The task
Below are some entries. Output each one exactly as it appears.

+ + +

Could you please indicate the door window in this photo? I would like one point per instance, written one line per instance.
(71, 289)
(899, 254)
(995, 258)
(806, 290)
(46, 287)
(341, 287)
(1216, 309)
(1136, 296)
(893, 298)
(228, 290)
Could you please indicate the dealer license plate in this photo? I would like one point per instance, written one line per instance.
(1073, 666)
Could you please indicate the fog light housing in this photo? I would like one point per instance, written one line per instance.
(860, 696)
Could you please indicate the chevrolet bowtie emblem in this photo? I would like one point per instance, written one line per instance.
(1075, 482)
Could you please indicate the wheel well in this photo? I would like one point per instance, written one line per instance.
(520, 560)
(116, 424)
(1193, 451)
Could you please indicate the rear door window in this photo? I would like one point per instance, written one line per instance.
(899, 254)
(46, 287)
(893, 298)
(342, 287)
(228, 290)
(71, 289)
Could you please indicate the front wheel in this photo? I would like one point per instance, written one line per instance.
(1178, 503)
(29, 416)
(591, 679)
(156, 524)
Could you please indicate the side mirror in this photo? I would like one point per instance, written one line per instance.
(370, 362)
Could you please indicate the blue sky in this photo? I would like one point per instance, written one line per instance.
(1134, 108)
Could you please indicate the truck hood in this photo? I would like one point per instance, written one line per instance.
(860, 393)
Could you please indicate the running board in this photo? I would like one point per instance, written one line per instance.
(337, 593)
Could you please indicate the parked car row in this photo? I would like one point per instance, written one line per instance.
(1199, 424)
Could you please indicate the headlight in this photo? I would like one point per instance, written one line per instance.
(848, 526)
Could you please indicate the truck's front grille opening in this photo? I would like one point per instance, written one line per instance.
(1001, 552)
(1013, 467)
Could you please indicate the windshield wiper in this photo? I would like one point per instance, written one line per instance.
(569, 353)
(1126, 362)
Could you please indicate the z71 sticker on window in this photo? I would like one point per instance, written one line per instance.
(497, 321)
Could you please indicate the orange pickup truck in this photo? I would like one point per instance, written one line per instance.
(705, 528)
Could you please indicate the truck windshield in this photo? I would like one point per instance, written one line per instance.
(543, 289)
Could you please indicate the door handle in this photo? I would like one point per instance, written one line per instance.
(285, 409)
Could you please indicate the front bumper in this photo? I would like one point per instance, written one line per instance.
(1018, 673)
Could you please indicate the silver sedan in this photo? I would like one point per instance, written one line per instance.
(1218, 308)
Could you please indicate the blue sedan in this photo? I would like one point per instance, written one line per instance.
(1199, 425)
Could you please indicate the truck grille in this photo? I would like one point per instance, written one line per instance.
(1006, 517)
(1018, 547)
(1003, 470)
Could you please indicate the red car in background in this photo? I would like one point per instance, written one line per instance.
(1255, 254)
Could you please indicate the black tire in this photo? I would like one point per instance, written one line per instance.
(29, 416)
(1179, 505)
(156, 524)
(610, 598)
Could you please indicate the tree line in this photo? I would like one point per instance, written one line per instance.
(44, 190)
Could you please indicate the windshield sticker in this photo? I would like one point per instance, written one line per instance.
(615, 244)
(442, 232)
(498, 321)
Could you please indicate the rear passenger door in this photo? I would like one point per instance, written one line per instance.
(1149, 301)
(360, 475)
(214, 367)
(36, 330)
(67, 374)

+ + +

Solution for this problem
Could you please indicate the door window in this photo? I would like one point per instance, written one line per instance.
(71, 289)
(899, 254)
(995, 258)
(806, 290)
(46, 287)
(341, 287)
(1216, 309)
(1136, 296)
(893, 298)
(228, 290)
Could you please indicate the dealer license plate in this photo? I would like one point per instance, written one line per instance.
(1073, 666)
Could you please indicate the fog light housing in this photo? I would like one point per instance, written one line per instance.
(860, 696)
Could you please indicate the chevrolet bowtie emblem in this photo? I would like one point per instance, written one line per instance.
(1075, 482)
Could you please indicate the wheel well in this photo? I would like one point per instance, written one line per instance.
(520, 560)
(116, 424)
(1193, 451)
Could you please indicate the rear door window in this photo? I would like one point per instance, written one line per instance.
(899, 254)
(46, 287)
(893, 298)
(342, 287)
(228, 290)
(71, 289)
Could you please indicate the front wheel in this photo? I would like one point per instance, written one line per instance.
(1178, 503)
(29, 416)
(591, 679)
(156, 524)
Could you please indicate the side mirror in this photo? I would like one point per instance, written one line per instance.
(370, 362)
Could you please indicate the blue sky in this photo? I would like one point per instance, written one line per instance.
(1134, 108)
Could you please indicate the truck hood in this photo? I would like one point per instance, written one line per instance.
(860, 393)
Could you please indicate the running board in this photo? I would like one point per instance, written one line per instance.
(337, 593)
Could you please indicate the parked car row in this photo? I would like one point per instance, written one line per instance.
(1199, 424)
Could you please indicate the headlight in this photo? I would like one point per instance, written one line per instance.
(848, 526)
Could you please indicate the truck's front grille opening in this photo? I would like one point per instance, written one line per instance.
(1001, 552)
(1013, 467)
Could you please indicate the windshield wiper in this photo? I would like one point per instance, written one line per instance.
(569, 353)
(1126, 362)
Could you please indicate the z71 sticker on window in this photo? I would like one point per instance, written one line per instance.
(497, 321)
Could you please indicate the orange pickup truck in this photo? I would like one point per instance, written one line per instance.
(705, 528)
Could you please indicate the truck windshield in this photo? I would like one point per instance, written one line per instance.
(543, 289)
Could you please indicate the door handle in this photo? I would like one point per instance, written one line per instance.
(285, 409)
Could you please indicate the front bumper in this photo? I would like one point per instance, written one line per instance.
(1018, 673)
Could you please indicate the silver sedan in this photo? I would like one point per instance, written one line per instance.
(1218, 308)
Could you please indicate the blue sedan in this photo? I would like one point per instance, written one line per instance.
(1199, 425)
Could you please indicate the truck grille in this photo? I would like one point per instance, written one line per instance.
(1006, 517)
(1018, 547)
(1003, 470)
Could you please indicate the red car in background in this photo? I would like one point per instance, written one line per instance.
(1255, 254)
Could you please indicate the black tire in this photo? I would like one point per instance, written one line per instance.
(29, 416)
(1179, 505)
(156, 524)
(610, 598)
Could you please indicate the tree line in this photo? I would like one point per instance, written one line per instance.
(44, 190)
Could you please indicate the windshield sticker in this photo? I would like one point per instance, written one line per instance.
(615, 244)
(442, 232)
(498, 321)
Could you please indicate the rear passenger door in this photo? I would like one point per instance, written one line per instance.
(1149, 301)
(360, 475)
(214, 367)
(36, 330)
(67, 374)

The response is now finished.